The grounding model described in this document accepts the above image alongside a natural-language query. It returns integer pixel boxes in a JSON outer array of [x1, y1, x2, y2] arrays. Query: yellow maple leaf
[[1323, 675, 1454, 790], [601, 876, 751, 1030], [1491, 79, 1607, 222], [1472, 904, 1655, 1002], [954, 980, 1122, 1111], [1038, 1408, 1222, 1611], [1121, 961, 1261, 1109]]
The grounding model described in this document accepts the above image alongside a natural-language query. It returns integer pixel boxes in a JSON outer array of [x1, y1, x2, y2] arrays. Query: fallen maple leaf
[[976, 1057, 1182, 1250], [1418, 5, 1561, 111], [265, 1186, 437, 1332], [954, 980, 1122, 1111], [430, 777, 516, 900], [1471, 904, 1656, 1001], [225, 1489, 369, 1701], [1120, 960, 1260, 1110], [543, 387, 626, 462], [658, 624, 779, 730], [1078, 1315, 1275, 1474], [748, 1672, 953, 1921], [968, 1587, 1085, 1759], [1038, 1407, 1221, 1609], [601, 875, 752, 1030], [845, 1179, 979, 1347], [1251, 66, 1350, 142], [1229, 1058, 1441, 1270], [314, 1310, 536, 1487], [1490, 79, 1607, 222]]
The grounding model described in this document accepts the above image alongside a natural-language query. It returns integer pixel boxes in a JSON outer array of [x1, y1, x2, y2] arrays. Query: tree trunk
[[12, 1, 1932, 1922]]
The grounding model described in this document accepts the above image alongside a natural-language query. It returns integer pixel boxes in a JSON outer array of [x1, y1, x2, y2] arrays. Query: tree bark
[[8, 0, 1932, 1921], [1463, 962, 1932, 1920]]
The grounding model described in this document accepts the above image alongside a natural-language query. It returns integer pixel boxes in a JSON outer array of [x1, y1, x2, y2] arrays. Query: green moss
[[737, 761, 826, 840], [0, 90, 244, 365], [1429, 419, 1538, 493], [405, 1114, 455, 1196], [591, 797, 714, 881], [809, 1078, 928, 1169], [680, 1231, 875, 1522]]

-- -- --

▶ [What needs to be done]:
Reproduce, with both ends included, the lines from the one holding "Query: tree bark" to the end of the records above.

▶ [Result of this task]:
The grounding model described in this document accepts the above image alongside a natural-language query. It returns integer pixel boxes in a JSON outer array of [x1, y1, x2, y2] arrays. Query: tree bark
[[8, 0, 1932, 1921], [1463, 962, 1932, 1920]]
The grounding model described in this document accepts the above image alongside a natural-language query. It returns integer pixel boxes in a JSON outer array of [x1, y1, x2, y2] arrays. Query: green moss
[[737, 761, 826, 840], [0, 90, 244, 365], [1429, 419, 1538, 493], [405, 1114, 455, 1196], [591, 797, 714, 881], [809, 1078, 928, 1169], [680, 1231, 875, 1522]]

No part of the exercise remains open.